• **Document extract**:
******

Beatfreeks 2nd Dose Report

But anxiety is widespread and empathy is valued

37 per cent anxious at big events, the report says. The long shadow of COVID-19 hasn’t gone.

Mental health problems which were prevalent amongst Gen Z before lockdown haven’t gone.

Anxiety is changing how people think. The report says that this was the case pre-COVID-19 and the pandemic has accelerated that. Those with teenagers at home can relate to this.

Five children in a classroom of 30 are likely to have a mental health problem, they quote the Childrens Society as saying.

Empathy is highly valued, their research says.

They believe in equality and want to shape the future

This is a group who know they have years ahead of them and want to change the world they live in, the report says.

Black Lives Matter, climate emergency and other campaigns have left a mark. They believe in equality and they want to change in work and out of it.

But 92 per cent thought that the pandemic was a chance to make positive changes.

To respect a brand, the report says, it needs to be making an improvement in the world.

One of things which has been made clear throughout by this group, as well as many others, is that matters of equality, diversity and inclusion, are not going to go away. Pressure has mounted in the mainstream over the past two years.

Diversity cannot just sit across marketing and HR but rather needs to be embedded in all parts of corporate strategy.


Working with Gen Z on their vision of the future is the most effective way to sustain organisations and build the Institutions of the Future. In understanding, learning from and working with young people to
forge culture, to change narratives, and to challenge norms, organisations will slowly begin to change today, so that they’re still around tomorrow.

Beatfreeks The 2nd Dose report

This optimism is good to see but it needs to be tapped into by those who can tap into it.

Social media is positively embedded in Gen Z

For good and for ill social media is something that is part of the life of a 16 to 24-year-old.

The report says that 99 per cent of this demographic use at least one platform but how they use it can be different to how older people use it. That chimes with Ofcom data.

We’re told that young people are slaves to their tablets and are missing out. The data says that’s not broadly true.

******

• **Information supplied**:

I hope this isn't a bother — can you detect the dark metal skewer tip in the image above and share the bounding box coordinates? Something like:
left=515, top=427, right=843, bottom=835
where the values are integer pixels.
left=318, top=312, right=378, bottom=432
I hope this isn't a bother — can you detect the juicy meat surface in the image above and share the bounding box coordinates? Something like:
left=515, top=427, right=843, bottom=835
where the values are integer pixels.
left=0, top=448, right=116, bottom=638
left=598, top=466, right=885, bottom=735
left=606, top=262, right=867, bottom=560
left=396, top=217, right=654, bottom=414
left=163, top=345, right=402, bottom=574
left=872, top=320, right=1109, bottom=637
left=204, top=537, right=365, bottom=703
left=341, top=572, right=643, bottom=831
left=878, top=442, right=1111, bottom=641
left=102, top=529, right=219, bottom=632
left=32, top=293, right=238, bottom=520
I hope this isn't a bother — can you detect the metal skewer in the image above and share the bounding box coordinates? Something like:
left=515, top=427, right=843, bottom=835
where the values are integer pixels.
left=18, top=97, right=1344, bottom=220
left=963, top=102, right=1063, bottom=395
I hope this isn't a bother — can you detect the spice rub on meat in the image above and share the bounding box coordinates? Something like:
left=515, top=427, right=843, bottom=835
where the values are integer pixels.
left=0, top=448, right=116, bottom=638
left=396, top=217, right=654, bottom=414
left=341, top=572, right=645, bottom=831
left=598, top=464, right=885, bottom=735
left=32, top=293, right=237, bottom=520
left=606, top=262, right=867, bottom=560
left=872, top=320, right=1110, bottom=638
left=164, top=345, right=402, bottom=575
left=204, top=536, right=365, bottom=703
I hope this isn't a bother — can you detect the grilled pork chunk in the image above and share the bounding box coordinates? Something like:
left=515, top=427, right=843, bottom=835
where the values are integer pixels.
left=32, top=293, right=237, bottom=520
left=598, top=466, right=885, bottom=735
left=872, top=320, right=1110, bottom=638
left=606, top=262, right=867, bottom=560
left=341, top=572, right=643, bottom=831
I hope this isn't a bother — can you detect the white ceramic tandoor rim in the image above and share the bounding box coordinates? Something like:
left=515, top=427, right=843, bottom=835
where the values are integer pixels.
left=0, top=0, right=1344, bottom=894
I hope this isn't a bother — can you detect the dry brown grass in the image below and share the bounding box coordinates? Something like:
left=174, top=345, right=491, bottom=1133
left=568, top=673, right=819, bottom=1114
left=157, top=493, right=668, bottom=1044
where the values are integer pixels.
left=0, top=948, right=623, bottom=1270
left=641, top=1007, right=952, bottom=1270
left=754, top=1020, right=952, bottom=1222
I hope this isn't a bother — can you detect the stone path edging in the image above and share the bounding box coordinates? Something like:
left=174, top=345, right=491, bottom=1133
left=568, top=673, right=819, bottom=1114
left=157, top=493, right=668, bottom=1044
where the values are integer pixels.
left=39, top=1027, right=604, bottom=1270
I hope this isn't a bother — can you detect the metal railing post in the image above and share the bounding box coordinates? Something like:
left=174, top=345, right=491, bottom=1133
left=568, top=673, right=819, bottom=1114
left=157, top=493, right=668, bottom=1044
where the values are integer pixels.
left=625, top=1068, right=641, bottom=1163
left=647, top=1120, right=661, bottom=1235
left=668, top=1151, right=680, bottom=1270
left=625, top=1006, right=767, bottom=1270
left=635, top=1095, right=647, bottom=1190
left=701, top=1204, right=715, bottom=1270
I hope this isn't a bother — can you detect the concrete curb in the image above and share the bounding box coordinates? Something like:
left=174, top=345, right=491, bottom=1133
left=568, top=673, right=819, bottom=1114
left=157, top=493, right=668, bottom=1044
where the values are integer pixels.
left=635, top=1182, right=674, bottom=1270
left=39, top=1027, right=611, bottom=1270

******

• **Task instructions**:
1) In the article on the Beatfreeks report, give again the passage between "But anxiety is" and "lockdown haven’t gone.", inclusive, with "widespread" replaced by "common".
2) Say whether each statement agrees with the article on the Beatfreeks report, answering yes or no and quoting the words of the article that decide it: (a) The report finds that 37 per cent are anxious at big events. (b) The Childrens Society is quoted as saying that ten children in a classroom of 30 are likely to have a mental health problem. (c) According to the report, 99 per cent of 16 to 24-year-olds use at least one social media platform.
3) Continue the article on the Beatfreeks report, beginning after its final sentence.

• **Task results**:
1)
But anxiety is common and empathy is valued

37 per cent anxious at big events, the report says. The long shadow of COVID-19 hasn’t gone.

Mental health problems which were prevalent amongst Gen Z before lockdown haven’t gone.

2)
(a) Yes: "37 per cent anxious at big events, the report says."
(b) No: "Five children in a classroom of 30 are likely to have a mental health problem, they quote the Childrens Society as saying."
(c) Yes: "The report says that 99 per cent of this demographic use at least one platform"

3)
Social media is seen by the majority as a positive with 60 per cent said it brightened their day – four times as many as had a negative view.

We need, and rely on, these platforms to connect, for escape, for belonging.

Whilst there is little debate about the evolution of our use of social media, we still often settle for the dated and aged view that social media = anxiety.

Beatfreeks The 2nd Dose report

Interestingly, there are a range of reasons why young people use social media. Education, for friends and for entertainment were amongst the most popular.

Older people may use it to check football scores or keep in touch with family. Young people’s use is far more broad than that. It’s a cornerstone of their life.

What content works best? Visual story telling.

Career isn’t important but doing something they love is

A further trend is that career isn’t really something that’s a strong motivator.

More than half say they feel burnt out with salary, work life balance and good people to work with important.

Perhaps surprisingly, they aren’t bothered about working exclusively remotely. Just eight per cent want this – that’s a third of the rest of the population.

Conclusion

For public sector communicators, the Generation Z demographic who fit into the 16 to 24 age group are a demographic at home with social media whose lives are improved by it.

They want to improve the world they live in and value empathy and equality.

They are an audience of their own and what’s also clear is that they should be treated as an audience in their own right. If you want to reach them you need to understand them and create content that’s pitched to them.